__Исходный текст__.
——————
Актриса Ксения Раппопорт, читавшая за героиню по-французски, как в оригинале, разумеется, была права, просодия языка, на который музыка и писалась, здесь многое значит. Но и смысл слов тоже. Так что бегущая строка с титрами не помешала бы, но в Консерватории такой строки нет. И когда финальный монолог Раппопорт произнесла по-русски, это тоже было правильно. Все смыслы двойной жизни (на земле и под землей) и добровольной жертвы Персефоны, дочери богини плодородия, от которой зависит смена сезонов и урожаи, то есть жизнь, – на русском языке обострились и вышли на поверхность.
——————
__Показанные данные__.
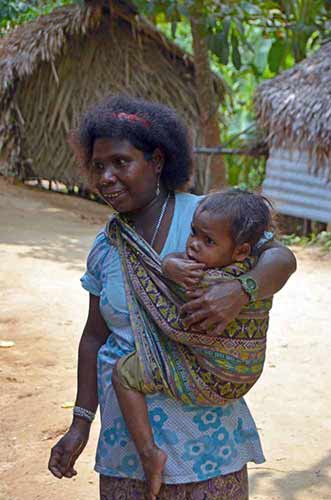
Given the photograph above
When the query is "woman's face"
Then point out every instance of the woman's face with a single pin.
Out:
(122, 175)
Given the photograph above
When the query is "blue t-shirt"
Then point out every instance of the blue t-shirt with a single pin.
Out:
(200, 442)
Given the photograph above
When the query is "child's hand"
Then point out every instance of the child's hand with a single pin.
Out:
(183, 271)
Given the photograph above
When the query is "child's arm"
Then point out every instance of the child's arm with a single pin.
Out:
(182, 270)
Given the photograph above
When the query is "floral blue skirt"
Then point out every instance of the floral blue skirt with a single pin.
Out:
(232, 486)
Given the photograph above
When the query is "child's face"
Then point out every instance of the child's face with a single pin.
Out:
(210, 242)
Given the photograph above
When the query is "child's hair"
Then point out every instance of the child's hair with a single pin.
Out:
(249, 214)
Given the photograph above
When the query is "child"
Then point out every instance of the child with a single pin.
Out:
(196, 367)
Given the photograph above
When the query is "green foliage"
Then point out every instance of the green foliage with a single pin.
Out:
(322, 240)
(249, 41)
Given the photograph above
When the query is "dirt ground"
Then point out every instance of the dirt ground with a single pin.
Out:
(44, 240)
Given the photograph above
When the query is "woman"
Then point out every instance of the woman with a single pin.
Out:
(138, 157)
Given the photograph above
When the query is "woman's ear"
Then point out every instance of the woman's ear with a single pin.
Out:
(158, 160)
(241, 252)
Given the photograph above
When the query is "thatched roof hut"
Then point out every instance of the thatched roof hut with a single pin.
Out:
(294, 111)
(53, 68)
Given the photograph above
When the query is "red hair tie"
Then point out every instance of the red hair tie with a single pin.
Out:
(132, 118)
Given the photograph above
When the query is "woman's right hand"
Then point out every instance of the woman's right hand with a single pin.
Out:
(66, 451)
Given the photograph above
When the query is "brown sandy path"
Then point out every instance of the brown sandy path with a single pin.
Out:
(44, 240)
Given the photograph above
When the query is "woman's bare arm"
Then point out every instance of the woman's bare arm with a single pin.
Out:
(215, 308)
(94, 336)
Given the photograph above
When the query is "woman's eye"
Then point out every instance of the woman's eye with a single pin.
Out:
(98, 165)
(121, 163)
(210, 242)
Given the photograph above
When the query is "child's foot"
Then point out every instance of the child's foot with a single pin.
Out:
(153, 460)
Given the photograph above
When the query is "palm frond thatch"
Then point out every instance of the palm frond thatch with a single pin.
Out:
(55, 67)
(294, 108)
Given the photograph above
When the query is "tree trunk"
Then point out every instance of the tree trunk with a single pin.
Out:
(208, 103)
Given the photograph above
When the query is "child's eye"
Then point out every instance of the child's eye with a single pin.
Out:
(121, 162)
(98, 165)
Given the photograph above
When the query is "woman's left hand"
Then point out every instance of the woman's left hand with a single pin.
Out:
(212, 309)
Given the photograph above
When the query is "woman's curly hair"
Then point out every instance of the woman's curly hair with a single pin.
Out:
(159, 127)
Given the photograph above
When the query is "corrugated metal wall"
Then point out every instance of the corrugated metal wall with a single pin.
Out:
(293, 190)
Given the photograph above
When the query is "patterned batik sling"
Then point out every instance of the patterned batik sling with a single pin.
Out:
(195, 368)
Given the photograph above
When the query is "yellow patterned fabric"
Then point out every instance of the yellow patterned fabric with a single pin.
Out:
(196, 368)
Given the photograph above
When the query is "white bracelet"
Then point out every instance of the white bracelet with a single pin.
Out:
(84, 413)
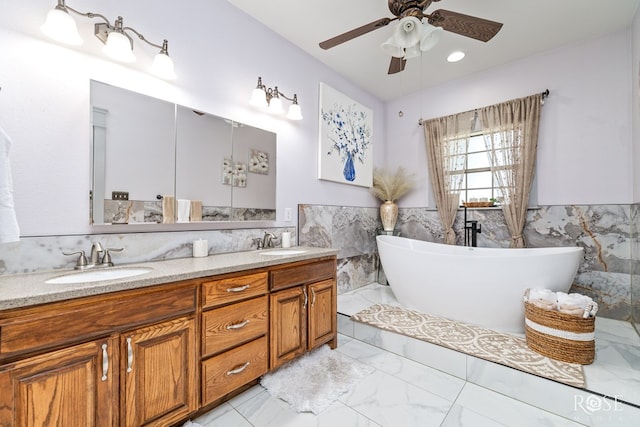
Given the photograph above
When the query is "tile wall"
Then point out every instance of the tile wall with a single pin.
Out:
(608, 233)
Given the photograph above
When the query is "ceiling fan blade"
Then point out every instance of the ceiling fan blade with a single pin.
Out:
(465, 25)
(356, 32)
(396, 65)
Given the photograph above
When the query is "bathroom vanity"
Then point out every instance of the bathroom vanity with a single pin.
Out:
(158, 348)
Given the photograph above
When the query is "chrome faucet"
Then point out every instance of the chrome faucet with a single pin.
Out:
(266, 241)
(94, 260)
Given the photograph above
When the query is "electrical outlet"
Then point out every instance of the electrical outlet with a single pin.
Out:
(119, 195)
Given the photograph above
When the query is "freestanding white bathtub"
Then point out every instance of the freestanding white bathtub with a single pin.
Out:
(481, 286)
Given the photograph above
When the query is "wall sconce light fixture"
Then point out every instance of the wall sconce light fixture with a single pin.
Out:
(118, 44)
(270, 100)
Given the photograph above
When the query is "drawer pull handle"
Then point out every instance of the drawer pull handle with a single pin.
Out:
(238, 370)
(105, 362)
(129, 355)
(238, 325)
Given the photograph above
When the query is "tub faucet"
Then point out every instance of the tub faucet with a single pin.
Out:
(471, 230)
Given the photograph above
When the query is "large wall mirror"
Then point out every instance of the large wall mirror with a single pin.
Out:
(155, 162)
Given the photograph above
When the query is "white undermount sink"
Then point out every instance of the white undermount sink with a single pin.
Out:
(283, 252)
(99, 275)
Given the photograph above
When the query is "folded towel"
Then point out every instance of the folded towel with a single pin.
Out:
(184, 207)
(9, 230)
(196, 211)
(168, 209)
(572, 301)
(546, 295)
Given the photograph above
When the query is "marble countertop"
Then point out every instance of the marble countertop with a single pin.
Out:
(22, 290)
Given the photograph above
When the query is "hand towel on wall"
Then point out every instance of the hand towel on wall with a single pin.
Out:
(9, 230)
(168, 209)
(184, 207)
(196, 211)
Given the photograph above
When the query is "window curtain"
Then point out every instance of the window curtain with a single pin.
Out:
(511, 136)
(446, 139)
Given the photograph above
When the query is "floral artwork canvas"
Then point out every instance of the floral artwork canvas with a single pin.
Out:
(346, 139)
(258, 161)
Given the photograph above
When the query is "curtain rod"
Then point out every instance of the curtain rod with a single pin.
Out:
(544, 94)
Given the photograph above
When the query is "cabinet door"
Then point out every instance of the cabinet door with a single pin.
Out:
(288, 325)
(159, 373)
(322, 313)
(75, 386)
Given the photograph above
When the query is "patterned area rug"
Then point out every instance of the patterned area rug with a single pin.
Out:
(505, 349)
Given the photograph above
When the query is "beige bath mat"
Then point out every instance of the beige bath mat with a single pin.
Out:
(508, 350)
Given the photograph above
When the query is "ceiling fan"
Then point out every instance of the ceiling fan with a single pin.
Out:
(465, 25)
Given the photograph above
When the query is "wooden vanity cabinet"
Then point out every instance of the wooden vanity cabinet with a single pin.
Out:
(126, 358)
(235, 328)
(74, 386)
(155, 356)
(303, 309)
(158, 374)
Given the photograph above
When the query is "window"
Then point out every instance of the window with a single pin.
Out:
(478, 183)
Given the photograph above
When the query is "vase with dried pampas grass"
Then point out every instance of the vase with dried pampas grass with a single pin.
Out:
(390, 186)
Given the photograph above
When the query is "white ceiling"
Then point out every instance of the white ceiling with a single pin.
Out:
(530, 26)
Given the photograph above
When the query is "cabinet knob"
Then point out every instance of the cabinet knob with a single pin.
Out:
(238, 325)
(238, 370)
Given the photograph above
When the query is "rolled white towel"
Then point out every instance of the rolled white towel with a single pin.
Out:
(542, 294)
(543, 298)
(577, 300)
(576, 304)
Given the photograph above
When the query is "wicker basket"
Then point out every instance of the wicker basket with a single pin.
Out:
(560, 336)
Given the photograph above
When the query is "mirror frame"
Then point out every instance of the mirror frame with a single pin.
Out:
(134, 227)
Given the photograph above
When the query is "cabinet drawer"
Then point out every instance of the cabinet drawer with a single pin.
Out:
(72, 321)
(302, 274)
(234, 324)
(232, 289)
(226, 372)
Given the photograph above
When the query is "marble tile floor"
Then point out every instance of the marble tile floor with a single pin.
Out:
(425, 385)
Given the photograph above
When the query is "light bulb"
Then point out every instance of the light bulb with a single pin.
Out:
(61, 27)
(455, 56)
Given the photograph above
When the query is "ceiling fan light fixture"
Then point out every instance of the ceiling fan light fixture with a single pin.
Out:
(430, 36)
(455, 56)
(390, 47)
(411, 52)
(408, 32)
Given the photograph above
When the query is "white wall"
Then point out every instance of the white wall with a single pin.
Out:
(635, 104)
(219, 53)
(585, 141)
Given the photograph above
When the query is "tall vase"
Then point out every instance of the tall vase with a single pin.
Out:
(349, 170)
(388, 215)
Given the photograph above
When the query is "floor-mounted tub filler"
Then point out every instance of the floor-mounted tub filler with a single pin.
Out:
(481, 286)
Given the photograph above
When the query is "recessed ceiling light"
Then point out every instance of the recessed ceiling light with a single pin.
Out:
(455, 56)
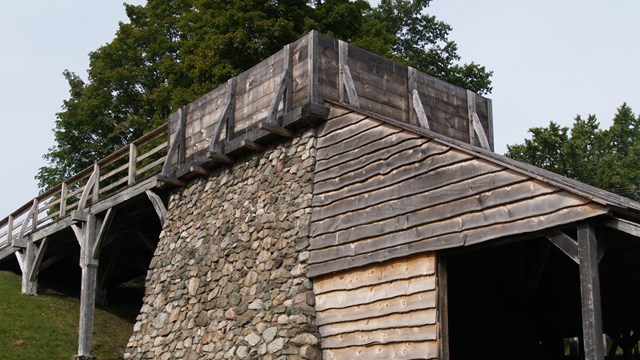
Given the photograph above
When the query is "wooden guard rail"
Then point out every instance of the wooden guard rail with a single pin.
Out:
(140, 159)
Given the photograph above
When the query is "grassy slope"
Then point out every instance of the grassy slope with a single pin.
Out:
(46, 326)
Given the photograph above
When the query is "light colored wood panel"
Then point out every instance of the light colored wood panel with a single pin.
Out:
(424, 208)
(408, 319)
(376, 337)
(396, 351)
(422, 264)
(347, 298)
(400, 304)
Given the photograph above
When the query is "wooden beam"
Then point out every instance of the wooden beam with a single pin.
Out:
(625, 226)
(40, 250)
(158, 205)
(89, 268)
(590, 293)
(219, 158)
(275, 129)
(565, 243)
(443, 308)
(102, 232)
(226, 120)
(251, 145)
(350, 96)
(171, 181)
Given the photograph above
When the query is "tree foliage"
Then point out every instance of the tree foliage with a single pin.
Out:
(606, 158)
(172, 51)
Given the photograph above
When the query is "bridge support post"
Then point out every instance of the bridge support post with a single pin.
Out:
(89, 265)
(27, 260)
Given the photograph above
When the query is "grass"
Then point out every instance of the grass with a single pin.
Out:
(46, 326)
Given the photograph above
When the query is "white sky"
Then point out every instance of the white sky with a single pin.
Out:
(551, 60)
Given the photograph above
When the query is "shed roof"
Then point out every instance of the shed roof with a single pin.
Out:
(385, 189)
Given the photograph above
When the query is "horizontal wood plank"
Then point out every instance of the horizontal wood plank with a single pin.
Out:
(400, 304)
(344, 298)
(396, 351)
(376, 274)
(414, 318)
(377, 337)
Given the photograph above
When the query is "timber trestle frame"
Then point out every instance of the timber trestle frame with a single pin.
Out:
(286, 92)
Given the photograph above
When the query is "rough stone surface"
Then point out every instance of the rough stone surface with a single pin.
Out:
(228, 278)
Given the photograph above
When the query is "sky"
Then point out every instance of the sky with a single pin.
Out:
(551, 61)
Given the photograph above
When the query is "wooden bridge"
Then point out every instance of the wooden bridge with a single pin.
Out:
(113, 211)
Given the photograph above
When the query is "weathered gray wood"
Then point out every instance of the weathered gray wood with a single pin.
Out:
(423, 209)
(283, 91)
(26, 261)
(63, 199)
(313, 67)
(275, 129)
(590, 293)
(40, 251)
(158, 205)
(477, 127)
(471, 109)
(133, 161)
(443, 309)
(422, 155)
(358, 124)
(89, 267)
(30, 218)
(103, 229)
(625, 226)
(138, 188)
(396, 144)
(418, 109)
(347, 89)
(92, 187)
(469, 237)
(565, 243)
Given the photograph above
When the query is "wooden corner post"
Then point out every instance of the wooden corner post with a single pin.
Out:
(590, 293)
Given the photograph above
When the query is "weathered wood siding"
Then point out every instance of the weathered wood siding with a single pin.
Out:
(381, 311)
(381, 192)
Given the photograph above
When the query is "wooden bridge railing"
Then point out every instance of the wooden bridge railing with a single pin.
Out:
(142, 158)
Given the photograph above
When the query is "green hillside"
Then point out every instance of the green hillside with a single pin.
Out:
(45, 326)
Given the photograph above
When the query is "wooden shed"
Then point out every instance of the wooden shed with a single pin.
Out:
(425, 243)
(427, 247)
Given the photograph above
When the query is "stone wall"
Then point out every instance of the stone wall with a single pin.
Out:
(228, 278)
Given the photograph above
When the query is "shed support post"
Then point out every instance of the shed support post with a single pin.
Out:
(590, 293)
(89, 267)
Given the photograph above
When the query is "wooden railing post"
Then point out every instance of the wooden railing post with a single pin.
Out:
(96, 185)
(133, 160)
(10, 230)
(63, 199)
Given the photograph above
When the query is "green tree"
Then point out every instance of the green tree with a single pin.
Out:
(604, 158)
(172, 51)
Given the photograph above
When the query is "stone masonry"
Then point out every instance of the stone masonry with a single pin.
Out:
(228, 278)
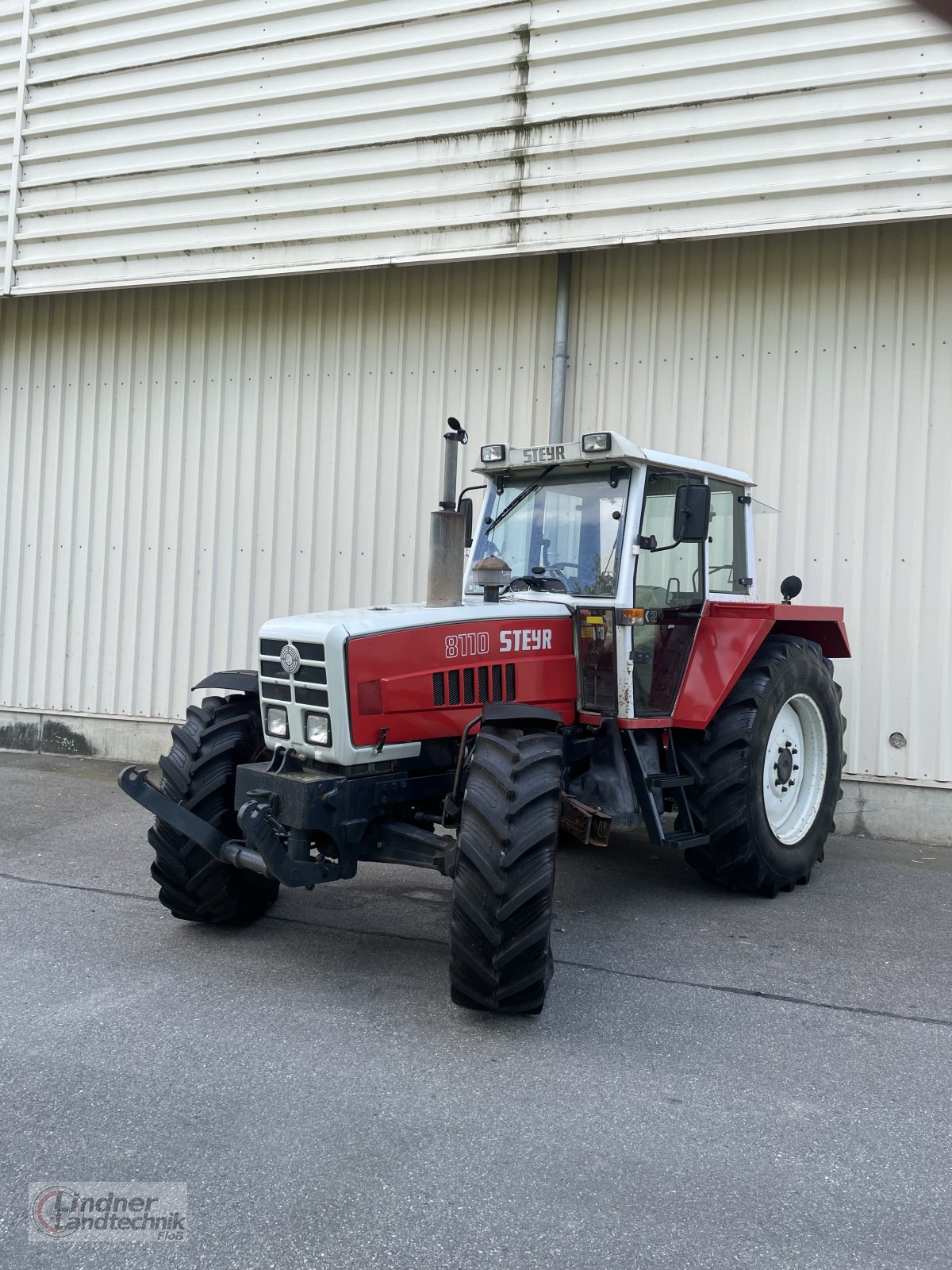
——————
Продолжите текст о выступлении Ксении Раппопорт в Консерватории, начав сразу после его последнего предложения.

__Письменный ответ__.
Хор-персонаж и хор-комментатор (вокалисты musicAeterna плохо петь не умеют) на все лады повествовал о красоте и доле. От прозрачной Колыбельной до монотонной сцены теней. Оркестр играл варьированными повторами как воспитанный ребенок с любимой куклой: бережно, но целенаправленно. С ледяной пылкостью, как говорил Томас Манн. Солирующая флейта в финальном монологе Персефоны исходила смысловыми подсказками для темы жертвенности. А партию жреца Евмолпа, глашатая событий, величаво и удачно (особенно на высоких нотах) исполнил тенор Егор Семенков.

Второй концерт разительно отличался от первого. Исполнялись Струнная серенада Чайковского, Fratres Пярта, переложение Восьмого струнного квартета Шостаковича для камерного оркестра (версия Рудольфа Баршая) и «Маленькая Данелиада» Канчели, основанная на музыке к фильмам «Кин-дза-дза» и «Слёзы капали». В таком порядке опусы перечислены в программке.
Курентзис за пультом уже не казался не похожим на самого себя. Наоборот, он раскрылся традиционно, как дирижер, предлагающий свой, субъективный путь осмысления музыки.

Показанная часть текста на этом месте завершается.